***** Testo estratto *****

Che gli esseri umani siano superiori agli altri animali, è senza dubbio ciò che nel concreto tutti gli esseri umani sentono. Gli esseri umani sentono nel concreto, che come non è possibile porre sullo stesso piano, da un punto di vista etico, un animale e una pianta, non è nemmeno possibile, da un punto di vista etico, mettere sullo stesso piano un essere umano e un animale. 

Mi vengono in mente ora i discorsi di alcune persone che conosco, che dicono che anche gli animali comunicano, che sono capaci di esercitare solidarietà e via discorrendo, e dicono che sembra anche che i delfini per comunicare usino una specie di linguaggio, e via di questo passo. Il punto è che io sono perfettamente d'accordo con questi discorsi. Io però aggiungo che il linguaggio umano è di natura differente, perché la mente dell'essere umano è di natura differente. E anche l'amore umano è differente, per quanto io non ho dubbi che l'amore esiste anche nel regno animale.

Io penso invece che l'amore governi la vita, e che nell'essere umano la vita raggiunge il suo massimo sviluppo, producendo qualcosa che si distingue per natura, da tutti gli altri esseri viventi.

Noi esseri umani per mezzo del linguaggio, evochiamo la presenza di ciò che è assente. È questo che ci permette, attraverso il linguaggio, di descrivere il mondo in cui viviamo e che ci ha prodotto, e di narrare ad altri esseri umani le nostre esperienze. Noi esseri umani siamo in grado di raccontare la nostra storia. Questo è ciò che fa appunto anche Sallustio quando parla della Congiura di Catilina, producendo un'opera che a secoli di distanza dalla sua morte, è ancora in grado di offrirci insegnamenti, e soprattutto di farci capire il nostro passato. Io non ho dubbi che rispetto al linguaggio dei delfini, questo sia "altra roba".

Se dunque c'è distinzione tra un essere umano e qualsiasi altro animale, noi esseri umani siamo anche chiamati a realizzare in noi stessi la nostra condizione umana. Io sostengo che un elemento essenziale di questa condizione sia appunto quel distacco da sé stessi di cui parlo. La realizzazione di questo distacco, ci fa provare per un altro essere umano ammirazione, perché vediamo in lui realizzata appieno la nostra condizione, a cui aspira la parte più intima di noi stessi, il nostro "cuore", che ci chiama a realizzarla.

***** Materiale di lavoro *****

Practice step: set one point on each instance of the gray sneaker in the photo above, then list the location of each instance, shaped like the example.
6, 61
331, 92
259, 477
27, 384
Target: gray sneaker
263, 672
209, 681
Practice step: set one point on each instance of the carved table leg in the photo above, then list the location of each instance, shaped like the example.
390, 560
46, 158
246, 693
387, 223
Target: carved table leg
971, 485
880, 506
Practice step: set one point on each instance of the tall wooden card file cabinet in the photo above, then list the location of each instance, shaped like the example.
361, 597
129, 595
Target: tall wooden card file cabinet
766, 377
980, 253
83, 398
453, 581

*****

## Da fare
**a)** Rispondi in breve a queste domande sul testo estratto:
(i) Quali animali, secondo i discorsi riportati, sembrano usare una specie di linguaggio per comunicare?
(ii) Di quale opera di Sallustio parla il testo?
(iii) Che cosa ci fa provare per un altro essere umano la realizzazione del distacco da sé stessi?
**b)** Nelle voci, riscrivi le righe dalla riga con "Practice step: set one point on each instance of the carved" fino all'ultima riga delle voci, comprese entrambe, sostituendo "shaped like the example" con "following the example format" senza cambiare nient'altro. Riporta soltanto queste righe.

## Risposte
**a)**
(i) I delfini.
(ii) La Congiura di Catilina.
(iii) Ammirazione.

**b)**
Practice step: set one point on each instance of the carved table leg in the photo above, then list the location of each instance, following the example format.
390, 560
46, 158
246, 693
387, 223
Target: carved table leg
971, 485
880, 506
Practice step: set one point on each instance of the tall wooden card file cabinet in the photo above, then list the location of each instance, following the example format.
361, 597
129, 595
Target: tall wooden card file cabinet
766, 377
980, 253
83, 398
453, 581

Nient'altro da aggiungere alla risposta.